(Items from a data source)

· · · · ·

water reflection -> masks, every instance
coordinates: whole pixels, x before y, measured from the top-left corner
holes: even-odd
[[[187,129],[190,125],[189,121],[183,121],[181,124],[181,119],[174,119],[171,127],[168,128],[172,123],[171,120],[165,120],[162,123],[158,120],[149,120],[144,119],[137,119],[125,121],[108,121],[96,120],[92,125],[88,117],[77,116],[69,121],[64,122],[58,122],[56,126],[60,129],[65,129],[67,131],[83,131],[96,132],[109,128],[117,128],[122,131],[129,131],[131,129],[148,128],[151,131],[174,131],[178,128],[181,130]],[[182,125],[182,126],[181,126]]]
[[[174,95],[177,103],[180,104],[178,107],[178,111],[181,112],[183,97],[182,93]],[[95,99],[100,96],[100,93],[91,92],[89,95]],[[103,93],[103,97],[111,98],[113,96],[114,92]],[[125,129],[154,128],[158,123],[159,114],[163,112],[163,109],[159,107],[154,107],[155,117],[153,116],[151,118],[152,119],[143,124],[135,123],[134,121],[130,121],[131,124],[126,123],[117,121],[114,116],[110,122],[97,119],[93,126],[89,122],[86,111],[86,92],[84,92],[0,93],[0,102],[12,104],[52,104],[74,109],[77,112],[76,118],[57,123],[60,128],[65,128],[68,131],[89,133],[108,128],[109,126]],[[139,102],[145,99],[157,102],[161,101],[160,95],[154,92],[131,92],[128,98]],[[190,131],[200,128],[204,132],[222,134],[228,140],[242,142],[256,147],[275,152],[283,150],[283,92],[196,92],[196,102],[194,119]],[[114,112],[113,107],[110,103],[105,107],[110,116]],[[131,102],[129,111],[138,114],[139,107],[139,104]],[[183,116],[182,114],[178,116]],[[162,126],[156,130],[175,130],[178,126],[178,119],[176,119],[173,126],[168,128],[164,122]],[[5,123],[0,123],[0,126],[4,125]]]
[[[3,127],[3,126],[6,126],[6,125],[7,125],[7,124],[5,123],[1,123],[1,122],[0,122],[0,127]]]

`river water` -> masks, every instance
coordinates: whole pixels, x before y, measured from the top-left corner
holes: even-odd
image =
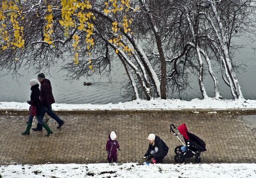
[[[240,71],[236,74],[244,98],[255,100],[256,53],[252,48],[256,47],[256,44],[251,42],[250,38],[246,37],[236,39],[237,44],[246,44],[247,46],[236,53],[233,61],[237,64],[244,64],[247,65],[245,72]],[[72,82],[67,81],[65,80],[67,72],[60,70],[62,64],[59,63],[58,66],[50,69],[50,76],[46,75],[46,78],[52,83],[56,103],[116,103],[130,100],[130,98],[123,97],[125,89],[121,88],[123,82],[128,79],[124,68],[119,62],[114,63],[115,66],[111,73],[111,83],[108,82],[108,77],[96,75],[92,78],[81,78]],[[205,67],[206,67],[205,65]],[[219,69],[219,67],[214,67],[213,69],[219,80],[220,94],[224,98],[232,99],[229,88],[223,82],[220,72],[218,72]],[[31,92],[29,81],[32,78],[36,78],[37,75],[33,70],[28,71],[22,69],[19,72],[23,76],[19,78],[13,78],[11,75],[3,75],[6,74],[5,71],[0,71],[0,102],[23,102],[29,99]],[[196,76],[191,79],[191,88],[188,89],[182,99],[190,100],[195,98],[202,98]],[[209,96],[214,97],[212,79],[208,75],[205,76],[204,81],[207,94]],[[83,85],[84,82],[93,84],[89,86],[85,86]],[[181,99],[176,93],[168,93],[168,96],[169,98]]]

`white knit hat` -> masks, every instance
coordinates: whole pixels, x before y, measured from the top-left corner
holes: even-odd
[[[155,135],[154,134],[150,134],[149,135],[148,135],[148,139],[149,140],[155,140]]]
[[[30,80],[30,84],[32,86],[34,86],[38,84],[37,80],[34,79]]]
[[[114,140],[116,138],[116,135],[114,131],[112,131],[111,134],[110,134],[110,138],[112,140]]]

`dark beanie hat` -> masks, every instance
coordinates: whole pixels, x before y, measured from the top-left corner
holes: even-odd
[[[44,74],[43,74],[42,73],[41,73],[40,74],[38,74],[38,76],[38,76],[38,77],[40,78],[45,78],[45,76]]]

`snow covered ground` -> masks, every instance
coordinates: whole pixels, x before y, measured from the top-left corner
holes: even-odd
[[[256,100],[216,100],[209,98],[204,100],[194,99],[191,101],[177,99],[161,100],[155,98],[151,101],[137,100],[118,104],[58,104],[52,105],[54,110],[142,110],[142,109],[255,109]],[[26,102],[0,102],[0,109],[28,109]]]
[[[3,178],[256,178],[256,164],[26,165],[0,166],[0,170]]]

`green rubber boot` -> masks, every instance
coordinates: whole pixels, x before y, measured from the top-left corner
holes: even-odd
[[[44,123],[44,124],[42,125],[42,126],[47,131],[47,134],[45,134],[46,136],[48,137],[51,134],[53,134],[53,131],[51,130],[51,129],[50,129],[50,128],[49,128],[49,127],[47,124],[46,124],[46,123]]]
[[[26,129],[26,130],[23,132],[21,132],[21,134],[22,135],[29,135],[29,134],[30,134],[30,128],[31,128],[31,126],[32,125],[32,121],[29,121],[27,122],[27,128]]]

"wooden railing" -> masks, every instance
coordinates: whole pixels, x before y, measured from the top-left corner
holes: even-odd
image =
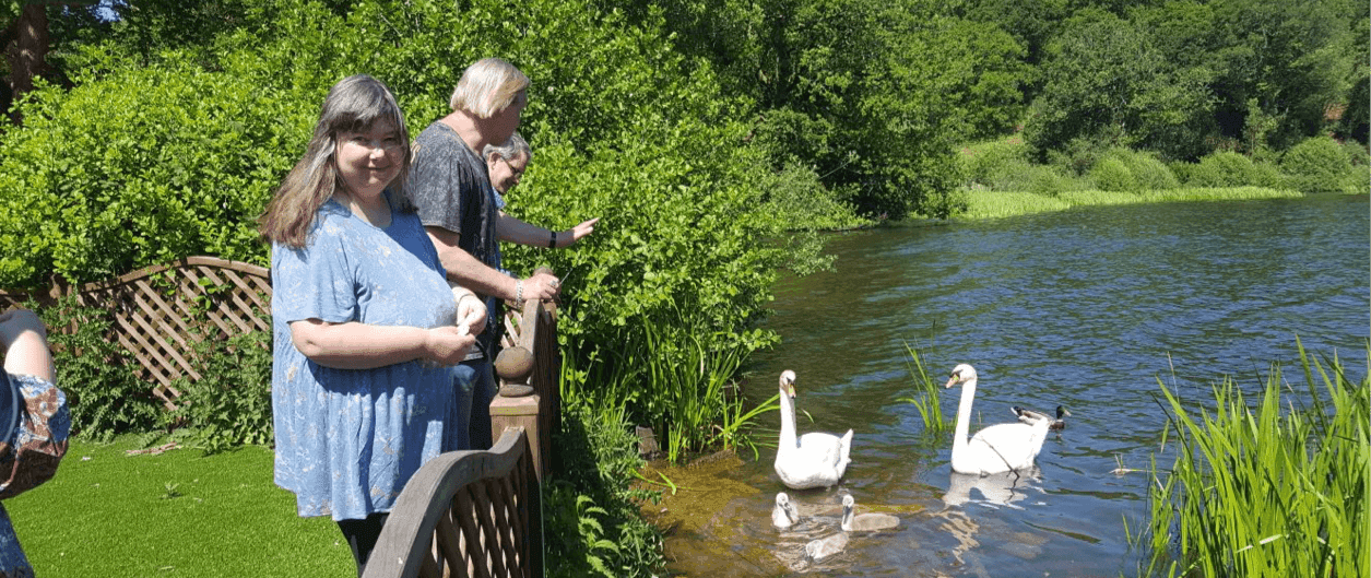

· · · · ·

### Required work
Pick out every line in the data above that contains the word "instance" and copy each of those lines in full.

### Complete response
water reflection -> masks, every instance
`river water` -> masks, every instance
`white knit hat` -> masks, every instance
`dark beanie hat` -> masks, every instance
`snow covered ground` -> masks, every instance
`green rubber boot` -> masks, every instance
"wooden railing" -> masks, every instance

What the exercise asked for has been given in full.